◆ Gegeven opdracht 1 ◆
Vervang in het tekstfragment hieronder "e-mail" door "bericht" en geef alles van "Er zijn ook" tot en met "op Franse bodem." opnieuw weer.

◆ Tekstfragment ◆
• • •

Er zijn ook andere zaken die me bezighouden, onderhuids weliswaar, maar soms komen die boven als ik hoor - een e-mail dat me bereikt - hoe het in Frankrijk gesteld is. Ik lees dat de aanhangers van de Islam, aan de Fransen die zich in hun land niet meer thuis voelen, de raad geven om het land te verlaten. Dit bewijst voldoende, of het nu waar is of gezien moet als een mogelijkheid, hoe ver en hoe diep de Islam is binnen gedrongen in de Franse samenleving, ook hoe sterk de Islamaanhangers zich voelen op Franse bodem.
Ik wil hier even bij stilstaan omdat deze infiltratie van de harde kern van de Islam een gevaar inhoudt voor de komende generaties. Hun aantal blijft groeien, generatie na generatie; ze blijven sterk gegroepeerd en volgzaam, dan toch de meerderheid, zodat ze zich sterker en sterker gaan voelen als gemeenschap. Hieraan valt niets meer te veranderen, de weg is gebaand en het debat tussen het oosten en het westen krijgt vorm en betekenis.

• • •

◆ Gegeven opdracht 2 ◆
Neem elke regel uit de lijst hieronder over waarin de tekenreeks "grass" voorkomt. Hoofdletters en kleine letters tellen mee.

• • •

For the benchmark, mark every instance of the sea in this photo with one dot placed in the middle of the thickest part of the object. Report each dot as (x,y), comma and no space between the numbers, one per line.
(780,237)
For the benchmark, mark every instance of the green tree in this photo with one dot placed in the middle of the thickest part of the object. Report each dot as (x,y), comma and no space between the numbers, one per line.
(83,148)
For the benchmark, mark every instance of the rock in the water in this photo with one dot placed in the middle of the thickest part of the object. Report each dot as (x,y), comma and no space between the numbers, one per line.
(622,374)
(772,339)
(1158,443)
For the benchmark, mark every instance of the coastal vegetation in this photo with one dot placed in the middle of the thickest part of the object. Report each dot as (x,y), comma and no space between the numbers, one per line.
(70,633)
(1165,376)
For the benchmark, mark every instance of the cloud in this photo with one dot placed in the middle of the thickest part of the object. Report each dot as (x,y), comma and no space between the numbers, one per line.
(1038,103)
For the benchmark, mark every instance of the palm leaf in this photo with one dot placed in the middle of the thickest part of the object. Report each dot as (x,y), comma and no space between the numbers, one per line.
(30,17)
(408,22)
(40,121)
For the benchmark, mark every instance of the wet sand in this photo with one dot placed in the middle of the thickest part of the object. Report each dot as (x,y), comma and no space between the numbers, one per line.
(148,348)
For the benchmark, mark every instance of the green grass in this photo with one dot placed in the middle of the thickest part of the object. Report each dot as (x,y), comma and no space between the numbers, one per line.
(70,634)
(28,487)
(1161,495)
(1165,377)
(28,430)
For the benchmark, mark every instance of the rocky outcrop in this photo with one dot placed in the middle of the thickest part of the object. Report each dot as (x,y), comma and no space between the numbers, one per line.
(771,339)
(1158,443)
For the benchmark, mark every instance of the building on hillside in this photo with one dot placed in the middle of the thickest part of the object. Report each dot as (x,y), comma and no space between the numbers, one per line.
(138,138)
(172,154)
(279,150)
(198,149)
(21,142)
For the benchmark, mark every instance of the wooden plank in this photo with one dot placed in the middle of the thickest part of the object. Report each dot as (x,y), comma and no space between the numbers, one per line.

• • •

◆ Volledig antwoord 1 ◆
Er zijn ook andere zaken die me bezighouden, onderhuids weliswaar, maar soms komen die boven als ik hoor - een bericht dat me bereikt - hoe het in Frankrijk gesteld is. Ik lees dat de aanhangers van de Islam, aan de Fransen die zich in hun land niet meer thuis voelen, de raad geven om het land te verlaten. Dit bewijst voldoende, of het nu waar is of gezien moet als een mogelijkheid, hoe ver en hoe diep de Islam is binnen gedrongen in de Franse samenleving, ook hoe sterk de Islamaanhangers zich voelen op Franse bodem.

◆ Volledig antwoord 2 ◆
For the benchmark, mark every instance of the green grass in this photo with one dot placed in the middle of the thickest part of the object. Report each dot as (x,y), comma and no space between the numbers, one per line.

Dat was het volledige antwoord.